▶ **Actions to take**:
- A) From the passage on disability co-ops, quote the text starting with "However, these challenges" and going on through "in decision making.".
- B) According to the passage on disability co-ops, for how long have co-operatives and social economy organizations around the world been addressing these issues?
- C) The passage on disability co-ops names the stakeholder groups that the SDS recommends for collective implementation. List each group it names.

▶ **Page extract**:

There would be challenges to expanding the role of co-ops in the implementation of the SDS. Saskatchewan’s disability sector is in chronic competition for scarce resources, so the environment may not be receptive to a shift of support or to the development of new co-ops. Nor should we assume that current disability co-ops have the capacity or interest to take on a more significant role. Furthermore, co-ops themselves face internal challenges. An individual co-op member has only limited influence, so he or she will not experience self-determination if most members prefer something that person does not. Member engagement is also an issue. Educating oneself on particular matters and making the effort to have one’s voice heard may be too burdensome or lacking in interest for members of any co-op. Co-operating itself can also be difficult. When something is easily available through the effort of others, it can be tempting to take advantage without contributing any effort yourself. All of these concerns would have to be identified and addressed if the co-op model is to become a successful aspect of SDS implementation.
However, these challenges are not insurmountable. Co-operatives and social economy organizations around the world have been successfully addressing these issues for nearly two hundred years. Moreover, there is a desire in the disability sector for meaningful change and collaboration; framed in this light, the sector might be willing to accept a more prominent role for co-ops. As noted, co-operatives are likely to provide more self-determination than other organizational models. All organizations must make choices about what services to offer; those selected by a co-operative are likely to be different precisely because members have an opportunity to directly participate in decision making.
Disability support is an important and complex issue. The SDS addresses it with a list of ambitious recommendations, one of which advocates collective implementation by a range of stakeholder groups including government, community-based organizations, and the private sector, among others. Co-operatives, as mentioned, are not explicitly considered. Since the implementation of the SDS has been delayed, there is still time to incorporate co-ops into the strategy. The co-op model would enable people with disabilities to experience self-determination — a key SDS theme — through member ownership and control. Although few in number, disability co-ops are already well established in Saskatchewan, and challenges to increasing their prominence are not, apparently, overwhelming.

▶ **Source information**:
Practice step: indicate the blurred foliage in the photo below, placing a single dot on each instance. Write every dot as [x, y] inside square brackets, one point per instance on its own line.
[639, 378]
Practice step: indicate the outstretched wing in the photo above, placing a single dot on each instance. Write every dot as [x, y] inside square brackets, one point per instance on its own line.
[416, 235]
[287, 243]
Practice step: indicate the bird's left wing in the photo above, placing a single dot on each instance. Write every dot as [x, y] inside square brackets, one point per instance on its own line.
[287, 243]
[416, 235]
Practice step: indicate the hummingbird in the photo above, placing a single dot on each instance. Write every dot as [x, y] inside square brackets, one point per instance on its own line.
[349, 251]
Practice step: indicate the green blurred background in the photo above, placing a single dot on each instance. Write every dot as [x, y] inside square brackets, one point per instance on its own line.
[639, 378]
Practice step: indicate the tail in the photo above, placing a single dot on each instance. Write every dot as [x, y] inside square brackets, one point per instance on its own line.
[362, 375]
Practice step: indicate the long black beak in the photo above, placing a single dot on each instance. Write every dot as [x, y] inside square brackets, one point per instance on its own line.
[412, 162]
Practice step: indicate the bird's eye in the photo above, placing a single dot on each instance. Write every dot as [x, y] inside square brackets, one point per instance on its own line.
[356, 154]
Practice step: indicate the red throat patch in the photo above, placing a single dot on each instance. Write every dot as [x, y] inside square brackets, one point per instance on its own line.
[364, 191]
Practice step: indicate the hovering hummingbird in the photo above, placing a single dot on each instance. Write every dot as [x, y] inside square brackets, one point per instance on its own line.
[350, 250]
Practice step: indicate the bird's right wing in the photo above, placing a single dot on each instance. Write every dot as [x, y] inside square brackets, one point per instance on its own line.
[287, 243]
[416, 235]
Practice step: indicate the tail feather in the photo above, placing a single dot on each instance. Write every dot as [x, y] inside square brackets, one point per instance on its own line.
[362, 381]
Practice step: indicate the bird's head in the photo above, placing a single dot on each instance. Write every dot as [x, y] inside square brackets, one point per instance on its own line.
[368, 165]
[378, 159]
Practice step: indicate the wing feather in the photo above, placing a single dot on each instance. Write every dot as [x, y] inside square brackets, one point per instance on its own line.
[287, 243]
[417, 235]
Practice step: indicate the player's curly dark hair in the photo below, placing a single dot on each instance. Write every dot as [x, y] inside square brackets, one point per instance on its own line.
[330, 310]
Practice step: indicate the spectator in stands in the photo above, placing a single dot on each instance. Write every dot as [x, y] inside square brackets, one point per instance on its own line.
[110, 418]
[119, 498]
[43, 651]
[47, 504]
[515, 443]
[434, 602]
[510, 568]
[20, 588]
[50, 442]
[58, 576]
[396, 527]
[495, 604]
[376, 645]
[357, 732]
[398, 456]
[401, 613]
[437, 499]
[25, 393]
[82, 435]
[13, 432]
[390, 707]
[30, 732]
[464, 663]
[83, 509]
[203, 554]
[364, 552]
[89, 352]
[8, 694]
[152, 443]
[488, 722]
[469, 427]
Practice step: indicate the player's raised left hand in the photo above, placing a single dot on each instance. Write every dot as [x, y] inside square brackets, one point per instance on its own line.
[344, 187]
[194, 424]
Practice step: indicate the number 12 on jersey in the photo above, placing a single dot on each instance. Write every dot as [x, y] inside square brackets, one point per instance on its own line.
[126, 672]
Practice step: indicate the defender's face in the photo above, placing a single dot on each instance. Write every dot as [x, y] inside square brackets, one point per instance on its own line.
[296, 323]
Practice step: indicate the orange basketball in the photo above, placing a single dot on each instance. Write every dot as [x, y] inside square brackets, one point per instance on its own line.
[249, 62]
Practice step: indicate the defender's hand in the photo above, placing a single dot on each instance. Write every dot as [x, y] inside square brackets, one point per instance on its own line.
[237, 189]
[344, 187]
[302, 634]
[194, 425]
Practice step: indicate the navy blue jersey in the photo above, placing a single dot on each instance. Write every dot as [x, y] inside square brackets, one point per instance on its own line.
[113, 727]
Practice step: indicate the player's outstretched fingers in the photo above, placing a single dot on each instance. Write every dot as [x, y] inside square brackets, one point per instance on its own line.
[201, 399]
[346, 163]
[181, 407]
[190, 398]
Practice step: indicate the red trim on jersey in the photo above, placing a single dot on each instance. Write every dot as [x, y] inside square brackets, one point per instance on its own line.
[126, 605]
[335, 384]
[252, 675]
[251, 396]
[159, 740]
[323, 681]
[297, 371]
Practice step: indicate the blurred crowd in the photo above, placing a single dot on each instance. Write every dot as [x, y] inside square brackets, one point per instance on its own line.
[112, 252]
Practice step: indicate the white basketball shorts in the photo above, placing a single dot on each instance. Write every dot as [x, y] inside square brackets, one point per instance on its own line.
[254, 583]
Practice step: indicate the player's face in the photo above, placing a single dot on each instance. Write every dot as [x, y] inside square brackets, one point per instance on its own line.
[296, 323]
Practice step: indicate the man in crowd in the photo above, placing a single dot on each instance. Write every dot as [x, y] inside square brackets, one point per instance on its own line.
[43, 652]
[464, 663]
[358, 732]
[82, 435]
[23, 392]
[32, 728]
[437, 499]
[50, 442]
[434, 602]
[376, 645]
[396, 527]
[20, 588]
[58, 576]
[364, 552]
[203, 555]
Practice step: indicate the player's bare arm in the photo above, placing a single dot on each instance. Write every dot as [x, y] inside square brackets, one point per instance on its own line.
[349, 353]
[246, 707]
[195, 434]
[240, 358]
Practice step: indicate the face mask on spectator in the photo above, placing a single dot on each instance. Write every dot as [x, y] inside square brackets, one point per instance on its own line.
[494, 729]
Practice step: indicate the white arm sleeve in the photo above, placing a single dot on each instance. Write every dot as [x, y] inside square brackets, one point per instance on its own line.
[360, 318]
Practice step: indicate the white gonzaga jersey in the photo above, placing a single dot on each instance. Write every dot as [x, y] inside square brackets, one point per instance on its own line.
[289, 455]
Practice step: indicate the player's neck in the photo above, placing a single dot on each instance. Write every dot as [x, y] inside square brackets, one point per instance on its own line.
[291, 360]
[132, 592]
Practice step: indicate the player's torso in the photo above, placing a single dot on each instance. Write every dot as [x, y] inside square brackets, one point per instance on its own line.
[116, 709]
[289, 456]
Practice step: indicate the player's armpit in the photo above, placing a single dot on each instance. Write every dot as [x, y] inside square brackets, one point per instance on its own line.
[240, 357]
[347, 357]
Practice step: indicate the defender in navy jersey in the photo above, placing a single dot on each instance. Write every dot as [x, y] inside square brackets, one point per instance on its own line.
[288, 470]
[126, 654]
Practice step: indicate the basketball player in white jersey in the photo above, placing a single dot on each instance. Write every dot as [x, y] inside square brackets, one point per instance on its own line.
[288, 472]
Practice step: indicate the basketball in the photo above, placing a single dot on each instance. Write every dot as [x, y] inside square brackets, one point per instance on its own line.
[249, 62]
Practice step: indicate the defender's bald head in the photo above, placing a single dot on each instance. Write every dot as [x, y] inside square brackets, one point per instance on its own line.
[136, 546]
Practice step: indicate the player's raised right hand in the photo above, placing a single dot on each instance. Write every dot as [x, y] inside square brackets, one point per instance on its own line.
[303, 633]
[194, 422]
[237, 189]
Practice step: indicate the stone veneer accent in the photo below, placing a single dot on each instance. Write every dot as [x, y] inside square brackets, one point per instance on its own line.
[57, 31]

▶ **Answers to this exercise**:
- A)
However, these challenges are not insurmountable. Co-operatives and social economy organizations around the world have been successfully addressing these issues for nearly two hundred years. Moreover, there is a desire in the disability sector for meaningful change and collaboration; framed in this light, the sector might be willing to accept a more prominent role for co-ops. As noted, co-operatives are likely to provide more self-determination than other organizational models. All organizations must make choices about what services to offer; those selected by a co-operative are likely to be different precisely because members have an opportunity to directly participate in decision making.

- B) For nearly two hundred years.

- C) Government, community-based organizations, and the private sector.